**TO-DO LIST:**
[1] In the passage on the IDLE memory leak, shorten the paragraph beginning "Next, we take a look at the wakeup instance method" while keeping its main facts.
[2] Return the part of the IDLE leak passage from "Task 2: What" to "remove the reference.", word for word.

**PASSAGE GIVEN:**
Mh, still some new objects. Repeating this procedure several times will reveal that here indeed we have a leak.

Task 2: What objects leak?

So let’s have a closer look at the diff. We see 5 new dicts and strings, a bit more memory usage by lists, 3 wakeup and __call__ instance methods, 3 CallWrapper and 1 ListedToplevel. We know the standard types, but the last couple of objects seem to be from IDLE.

We ignore the standard type objects for now. It is more likely that these are only children of some other instances which are causing the leak.

We start with the ListedTopLevel object. One invocation of File->Path Browser and one more of this type looks like this object is not garbage collected, although it should have been. Searching for ListedTopLevel in idlelib/ reveals that is the base class to all window objects of IDLE. We can assume that opening the Path Browser, a new window object is created, but closing the window does not remove the reference.

Next, we take a look at the wakeup instance method of which we have three more on each invocation. Searching the code, we find it to be defined in idlelib/WindowList.py. This piece of code is used to give users of IDLE a list of currently open windows. Every time a new window is created, it will be added to the Windows menu, from where the user can select any open window. wakeup is the method which will bring the selected window up front. Adding a window calls menu.add_command, linking menu and the wakeup command together.

So we are getting closer. Only __call__ and Tkinter.CallWrapper are left. As the name indicates, the latter is located in the Tkinter module, which is part of the standard library of Python. So let’s dive into it. The CallWrapper docstring states:

Internal class. Stores function to call when some user defined Tcl function is
called e.g. after an event occurred.

Also, CallWrapper contains a method called __call__, which is used to invoke the stored function call. A CallWrapper is created by the method _register which then creates a command (Tk speak) and adds it’s name to a list called self._tclCommands.

So what do we know so far? Every time a Path Browser is opened, a window is created, but not deleted when closed again. It has something to do with the wakeup method of the window. This method is wrapped as a Tcl command and then linked to the window list menu. Also, we have traced this wrapping back to Tkinter library, where names of the function wrappers are stored in a attribute called _tclCommands.

This brings us to the third question.

Task 3: Where is the leak?

**EXCERPTED DATA:**

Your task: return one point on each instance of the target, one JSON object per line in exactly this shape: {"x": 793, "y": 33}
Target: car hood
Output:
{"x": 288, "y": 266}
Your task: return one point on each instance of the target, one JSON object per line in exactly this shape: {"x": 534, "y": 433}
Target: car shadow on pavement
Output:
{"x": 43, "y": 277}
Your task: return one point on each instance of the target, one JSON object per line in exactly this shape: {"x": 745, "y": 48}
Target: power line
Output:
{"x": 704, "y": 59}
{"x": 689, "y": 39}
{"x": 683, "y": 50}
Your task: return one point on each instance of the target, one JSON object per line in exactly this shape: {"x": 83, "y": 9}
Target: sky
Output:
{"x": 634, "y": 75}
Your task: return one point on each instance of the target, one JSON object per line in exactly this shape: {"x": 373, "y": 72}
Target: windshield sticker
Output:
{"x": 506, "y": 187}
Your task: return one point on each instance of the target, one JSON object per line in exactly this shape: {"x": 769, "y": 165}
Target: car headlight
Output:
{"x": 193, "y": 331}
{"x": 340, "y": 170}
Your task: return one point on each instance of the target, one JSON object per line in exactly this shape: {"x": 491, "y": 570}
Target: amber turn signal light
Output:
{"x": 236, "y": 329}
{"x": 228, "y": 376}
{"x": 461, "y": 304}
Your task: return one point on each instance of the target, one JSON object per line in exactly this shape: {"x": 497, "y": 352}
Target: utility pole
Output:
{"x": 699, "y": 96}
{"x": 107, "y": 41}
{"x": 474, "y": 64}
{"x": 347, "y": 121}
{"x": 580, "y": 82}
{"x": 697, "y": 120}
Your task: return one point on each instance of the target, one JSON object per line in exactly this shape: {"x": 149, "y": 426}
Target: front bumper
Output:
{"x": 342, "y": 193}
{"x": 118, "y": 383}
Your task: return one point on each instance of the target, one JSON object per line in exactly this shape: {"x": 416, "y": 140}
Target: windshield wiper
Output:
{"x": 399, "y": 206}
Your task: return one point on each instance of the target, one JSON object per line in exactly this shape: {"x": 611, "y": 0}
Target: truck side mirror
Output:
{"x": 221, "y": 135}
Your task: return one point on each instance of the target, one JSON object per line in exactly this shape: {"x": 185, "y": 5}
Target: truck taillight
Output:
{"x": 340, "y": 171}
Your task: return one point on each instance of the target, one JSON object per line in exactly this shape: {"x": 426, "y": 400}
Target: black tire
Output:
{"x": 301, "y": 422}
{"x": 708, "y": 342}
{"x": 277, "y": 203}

**RESPONSES FOR EACH TASK:**
[1] Each invocation adds three wakeup instance methods. The method is defined in idlelib/WindowList.py, which gives IDLE users a list of open windows. Each new window is added to the Windows menu, where the user can select any open window, and wakeup brings the selected window to the front. Adding a window calls menu.add_command, which links the menu to the wakeup command.

[2]
Task 2: What objects leak?

So let’s have a closer look at the diff. We see 5 new dicts and strings, a bit more memory usage by lists, 3 wakeup and __call__ instance methods, 3 CallWrapper and 1 ListedToplevel. We know the standard types, but the last couple of objects seem to be from IDLE.

We ignore the standard type objects for now. It is more likely that these are only children of some other instances which are causing the leak.

We start with the ListedTopLevel object. One invocation of File->Path Browser and one more of this type looks like this object is not garbage collected, although it should have been. Searching for ListedTopLevel in idlelib/ reveals that is the base class to all window objects of IDLE. We can assume that opening the Path Browser, a new window object is created, but closing the window does not remove the reference.